Work request A
Decide whether each statement agrees with the patent claims on the electronic personal health diary. Answer yes or no for each, and quote the words of the claims that settle it. (i) Claim 21 depends on claim 19. (ii) Under claim 20, the markup language includes tags that define medication dosages. (iii) Claim 22 calls for at least one set of tags defining the date and time of the recorded data.
Work request B
Carry the patent claims on the electronic personal health diary forward from the point where they stop.

Quoted passage
20. The electronic personal health diary apparatus of claim 19, wherein said markup language further comprises:

a collection of attributes within said beginning tags which further characterize a behavior of an associated tag; and

a plurality of tags, which define:

health regimen event types;

calendar scheduling of events;

intraday timing of events;

medication dosages;

health related education articles;

health related news articles;

health related questionnaires;

health related physiological measurements; and/or

health related personal multimedia content.

21. The electronic personal health diary apparatus of claim 10, wherein said markup language comprises:

a set of descriptive tags defining a structural beginning and end of said recorded data; and

a set of structural beginning and ending tags for each element of said recorded data.

22. The electronic personal health diary apparatus of claim 21, wherein said markup language further comprises:

a collection of attributes within said beginning tags which further characterize a behavior of an associated tag;

at least one set of tags which define the specific health regimen associated with the recorded data;

at least one set of tags which define the date and time of the recorded data;

a plurality of tags, which define:

specific events within the recorded data;

patient responses within the recorded data;

physiological measurement within the recorded data; and/or

operational events of the personal health dairy within the recorded data.

Supplied material
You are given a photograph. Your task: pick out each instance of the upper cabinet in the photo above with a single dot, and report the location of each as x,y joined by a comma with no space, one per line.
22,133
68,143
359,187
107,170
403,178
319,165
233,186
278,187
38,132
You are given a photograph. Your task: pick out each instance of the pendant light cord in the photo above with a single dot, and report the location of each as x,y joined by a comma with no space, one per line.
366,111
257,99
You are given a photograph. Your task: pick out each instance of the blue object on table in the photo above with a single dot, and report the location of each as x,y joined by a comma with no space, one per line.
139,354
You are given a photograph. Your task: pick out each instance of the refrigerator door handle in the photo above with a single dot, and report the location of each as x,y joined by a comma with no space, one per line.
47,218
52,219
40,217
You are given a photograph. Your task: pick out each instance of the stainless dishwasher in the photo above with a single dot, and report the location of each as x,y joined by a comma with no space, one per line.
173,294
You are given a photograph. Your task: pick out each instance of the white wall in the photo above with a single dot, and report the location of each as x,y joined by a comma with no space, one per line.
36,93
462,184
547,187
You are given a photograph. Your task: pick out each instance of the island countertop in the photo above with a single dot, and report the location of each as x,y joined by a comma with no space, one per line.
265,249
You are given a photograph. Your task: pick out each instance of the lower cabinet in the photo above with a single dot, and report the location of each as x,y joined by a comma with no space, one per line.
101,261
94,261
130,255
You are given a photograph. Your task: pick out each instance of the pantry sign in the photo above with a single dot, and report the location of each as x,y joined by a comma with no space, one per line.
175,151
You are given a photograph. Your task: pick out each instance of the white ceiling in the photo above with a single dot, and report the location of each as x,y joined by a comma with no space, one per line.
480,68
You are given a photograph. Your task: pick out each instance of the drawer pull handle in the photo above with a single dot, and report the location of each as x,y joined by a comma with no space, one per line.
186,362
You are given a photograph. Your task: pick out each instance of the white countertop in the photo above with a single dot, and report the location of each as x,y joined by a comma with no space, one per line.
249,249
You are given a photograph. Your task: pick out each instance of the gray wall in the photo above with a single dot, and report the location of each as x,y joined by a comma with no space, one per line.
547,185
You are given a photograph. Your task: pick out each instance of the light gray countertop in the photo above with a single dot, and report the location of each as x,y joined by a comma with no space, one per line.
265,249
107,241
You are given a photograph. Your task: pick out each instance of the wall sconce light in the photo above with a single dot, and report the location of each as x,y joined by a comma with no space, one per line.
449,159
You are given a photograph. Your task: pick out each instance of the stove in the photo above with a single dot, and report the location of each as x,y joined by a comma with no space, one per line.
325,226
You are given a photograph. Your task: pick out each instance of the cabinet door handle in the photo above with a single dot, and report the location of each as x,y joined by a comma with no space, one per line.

Response A
(i) No: "The electronic personal health diary apparatus of claim 10"
(ii) Yes: "medication dosages"
(iii) Yes: "at least one set of tags which define the date and time of the recorded data"

Response B
23. The electronic personal health diary apparatus of claim 6, further comprising:

means for transferring individual medical regimens from a central monitoring station;

means for storing said individual medical regimens; and

means for retaining all configuration and recorded data in event of a power outage or battery failure.

24. The electronic personal health diary apparatus of claim 6, further comprising:

means for synchronizing time and date with a central time source; and

means for permitting patients to adjust time zone and daylight savings to their current location; and/or

means for permitting caregivers to remotely adjust time zone and daylight savings for a patients current location.

25. The electronic personal health diary apparatus of claim 6, further comprising means for permitting said patient to adjust operating language.

26. The electronic personal health diary apparatus of claim 6, further comprising means for permitting incoming phone calls from caregivers and family members.

27. The automated health monitoring system of claim 1, wherein said at least one central monitoring station further comprises:

means for generating alerts to family members of said patient.

28. The automated health monitoring system of claim 1, wherein said at least one central monitoring station further comprises:

means for accepting event requests from family members of said patient, for delivery of patient specific content to said patient via said personal health diary.

29. The electronic personal health diary apparatus of claim 19, further comprising a regimen parser which ignores new unknown tags.

30. The electronic personal health diary apparatus of claim 21, further comprising a regimen parser which ignores new unknown tags.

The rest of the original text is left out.